▼▼▼

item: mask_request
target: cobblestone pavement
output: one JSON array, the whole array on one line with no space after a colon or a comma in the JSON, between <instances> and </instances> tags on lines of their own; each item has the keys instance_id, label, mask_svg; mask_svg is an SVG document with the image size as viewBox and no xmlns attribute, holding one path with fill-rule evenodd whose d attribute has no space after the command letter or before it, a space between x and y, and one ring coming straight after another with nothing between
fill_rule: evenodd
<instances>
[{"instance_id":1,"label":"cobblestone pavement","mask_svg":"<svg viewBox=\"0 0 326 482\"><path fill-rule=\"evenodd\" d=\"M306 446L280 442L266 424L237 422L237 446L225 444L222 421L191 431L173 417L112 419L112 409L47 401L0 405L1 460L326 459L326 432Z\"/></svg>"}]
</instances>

▲▲▲

**YOUR GOAL**
Copy the lines above without changing anything.

**SOLVED PROBLEM**
item: mask_request
target: cobblestone pavement
output: one JSON array, the whole array on one line with no space after a colon or a comma in the JSON, between <instances> and </instances> tags on lines of their own; each item has the keys instance_id, label, mask_svg; mask_svg is an SVG document with the image size as viewBox and no xmlns attribute, holding one path with fill-rule evenodd whose d attribute has no space after the command letter or before it, a space between x and y, and one ring coming straight after another with nothing between
fill_rule: evenodd
<instances>
[{"instance_id":1,"label":"cobblestone pavement","mask_svg":"<svg viewBox=\"0 0 326 482\"><path fill-rule=\"evenodd\" d=\"M306 446L280 442L266 424L237 422L237 446L225 444L222 421L191 431L173 417L112 419L112 409L47 401L0 405L1 460L326 459L326 432Z\"/></svg>"}]
</instances>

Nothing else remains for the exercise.